# SELECTED PASSAGE
+++

Roundtable: Confronting Racism in Mormonism

The following is excerpted from Mormon Matters podcast episodes 79 and 80, “How Can We Truly Confront Racism within Mormon Thought and Culture?,” which can be heard in its entirety or downloaded by visiting www.mormonmatters.org. The podcast conversation took place in early March 2012, within days of the publication of a Washington Post article on the history of race issues in Mormonism. The most controversial aspect of the article was its discussion of several comments by then-BYU religion professor Randy Bott, in which he offered speculative defenses for the pre-1978 priesthood ban, suggesting that it was not “racist” because God was protecting a group not spiritually ready for the responsibilities associated with the priesthood and temple. Within hours of the article’s publication, the LDS Church’s website released a statement disavowing as speculation all theories—past or present—offering to explain the ban.

The panel discussion was led by Mormon Matters host, Dan Wotherspoon. Short bios of the panelists can be found at the end of this piece.

 

Dan Wotherspoon: Even though it has caused a great deal of cringing, the recent Washington Post article—and especially Professor Bott’s comments—have at least triggered good discussion. I’d like to have us begin with everyone sharing a bit about what people around you have been saying since the article and the Church’s response to it came out. Gina, has this raised a stir at all in New Zealand?

 

Gina Colvin: A little while ago, I did a study on LDS New Zealanders’ understanding of the past doctrine on race, and found that the Saints here think of it as an American problem. They see the racial issues of the pre-1978 period as an example of how religion and politics can get conflated. So, in terms of an immediate reaction, I haven’t seen any.

I teach Gospel Doctrine, and last week happened to be on 2 Nephi 26, which contains the “all are alike unto God” passage. This gave me a chance to discuss the Church’s statement, and it was met by surprise, with lots of people wanting to see copies of it. An older member of the class said, “I’ve never heard anything like that; that’s wonderful.” So, in terms of the discussion hitting the spotlight here, it hasn’t really happened.

 

Dan: Brad, what are people saying to you? Any patterns you’re noticing?

 

Brad Kramer: I’ve heard all the reactions that you’d expect: people trying to downplay it as a problem; people getting really angry and indignant about how this is peeling the scab off of wounds that we’re trying to heal.

I’ve been going out of my way to call it not just a priesthood ban but a priesthood and temple ban. And when I only call it one of the two, I’ll call it a temple ban. I’m trying to highlight the most devastating part of the policy—it wasn’t simply an exclusion from ecclesiastical privilege for black males, but an exclusion from exalting ordinances for all black members of the Church.

 

Marguerite Driessen: That’s really interesting to bring up because even as a black convert to the Church in 1981, I didn’t know about that aspect of the restriction until recently. I knew about the priesthood restriction but didn’t know that the Church actually extended that restriction to all other temple blessings as well. That is not something that is generally talked about or known.

+++

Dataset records
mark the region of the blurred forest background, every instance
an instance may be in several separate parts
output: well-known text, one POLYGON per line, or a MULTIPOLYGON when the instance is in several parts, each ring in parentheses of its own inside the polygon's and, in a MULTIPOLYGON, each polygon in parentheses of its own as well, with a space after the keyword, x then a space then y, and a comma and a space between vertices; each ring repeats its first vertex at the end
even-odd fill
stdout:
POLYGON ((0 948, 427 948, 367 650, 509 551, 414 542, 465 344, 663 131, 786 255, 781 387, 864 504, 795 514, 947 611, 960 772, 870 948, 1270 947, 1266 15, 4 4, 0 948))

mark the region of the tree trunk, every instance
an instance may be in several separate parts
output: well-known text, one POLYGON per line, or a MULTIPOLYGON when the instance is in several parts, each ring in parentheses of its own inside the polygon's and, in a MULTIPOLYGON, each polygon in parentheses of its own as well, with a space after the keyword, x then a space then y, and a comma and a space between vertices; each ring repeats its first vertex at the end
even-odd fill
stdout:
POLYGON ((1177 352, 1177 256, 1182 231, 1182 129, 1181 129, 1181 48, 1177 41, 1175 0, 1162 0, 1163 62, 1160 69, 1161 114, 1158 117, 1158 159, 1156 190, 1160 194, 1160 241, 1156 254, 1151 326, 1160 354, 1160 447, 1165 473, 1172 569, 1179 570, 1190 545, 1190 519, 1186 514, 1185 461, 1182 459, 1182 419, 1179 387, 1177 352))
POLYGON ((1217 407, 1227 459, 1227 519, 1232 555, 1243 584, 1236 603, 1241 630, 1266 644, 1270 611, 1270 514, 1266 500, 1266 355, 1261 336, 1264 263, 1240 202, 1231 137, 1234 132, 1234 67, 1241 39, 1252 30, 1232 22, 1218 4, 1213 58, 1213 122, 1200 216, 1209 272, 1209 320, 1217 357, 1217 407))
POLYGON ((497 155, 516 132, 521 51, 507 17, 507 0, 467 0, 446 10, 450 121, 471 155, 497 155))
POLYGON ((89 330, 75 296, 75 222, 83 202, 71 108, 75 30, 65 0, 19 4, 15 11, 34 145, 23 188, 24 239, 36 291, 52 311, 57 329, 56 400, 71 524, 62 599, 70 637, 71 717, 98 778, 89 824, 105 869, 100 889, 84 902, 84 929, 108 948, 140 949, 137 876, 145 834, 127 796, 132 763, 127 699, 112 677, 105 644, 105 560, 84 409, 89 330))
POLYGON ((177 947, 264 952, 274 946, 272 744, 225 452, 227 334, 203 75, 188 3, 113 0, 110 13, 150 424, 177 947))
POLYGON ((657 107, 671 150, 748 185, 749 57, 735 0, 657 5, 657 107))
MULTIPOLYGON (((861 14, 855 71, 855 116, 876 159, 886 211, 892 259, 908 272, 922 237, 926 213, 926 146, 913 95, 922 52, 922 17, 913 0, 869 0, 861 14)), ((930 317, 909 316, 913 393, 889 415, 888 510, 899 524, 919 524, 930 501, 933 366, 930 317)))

+++

# TO-DO LIST
- A) From the records, give as a numbered list the lines from the one containing "mark the region of the tree" up to and including the one containing "POLYGON ((1177 352, 1177", leaving out any blank lines.
- B) Continue the roundtable on confronting racism in Mormonism from where it stops.

# ANSWERS PROVIDED
- A)
1. mark the region of the tree trunk, every instance
2. an instance may be in several separate parts
3. output: well-known text, one POLYGON per line, or a MULTIPOLYGON when the instance is in several parts, each ring in parentheses of its own inside the polygon's and, in a MULTIPOLYGON, each polygon in parentheses of its own as well, with a space after the keyword, x then a space then y, and a comma and a space between vertices; each ring repeats its first vertex at the end
4. even-odd fill
5. stdout:
6. POLYGON ((1177 352, 1177 256, 1182 231, 1182 129, 1181 129, 1181 48, 1177 41, 1175 0, 1162 0, 1163 62, 1160 69, 1161 114, 1158 117, 1158 159, 1156 190, 1160 194, 1160 241, 1156 254, 1151 326, 1160 354, 1160 447, 1165 473, 1172 569, 1179 570, 1190 545, 1190 519, 1186 514, 1185 461, 1182 459, 1182 419, 1179 387, 1177 352))

- B)
 

Brad: This very unfortunate part of our history can actually teach us something about the relationship between the priesthood and the temple. At its very deepest core, the fullness of the priesthood is inextricably tied to the temple; you simply can’t extract one from the other.

I’ve found that describing the policy as a priesthood and temple ban resonates really strongly with people who have always had a hard time with the policy—younger folks, people who never had to get used to the existence of the ban in the first place, people who have always been uncomfortable with it. But older folks—folks in my dad’s generation, people who actually had to learn to live with it—really take issue with my terming it a temple ban. They feel as if I’m trying to describe it in deliberately offensive terms, or that I’m exaggerating what it really was.

From these reactions, I’m sensing that people who are more indignant about this part of our history and want to forcefully disavow or repudiate it see racism in any form as a very, very serious problem. And from people who don’t feel as strongly about disavowing the ban, I see a tendency to treat racism as a problem but not a super-bad problem—more like, “Let’s put things in perspective, folks. Yeah it’s bad, but it’s not that bad.”

What I’ve come to realize from these reactions is that there’s a peculiar flavor of racism in Utah. It’s not the sort of deeply entrenched, white-supremacy racism you might encounter in residual forms in the American South. It’s a racism that manifests itself in part by trivializing the problem of racism.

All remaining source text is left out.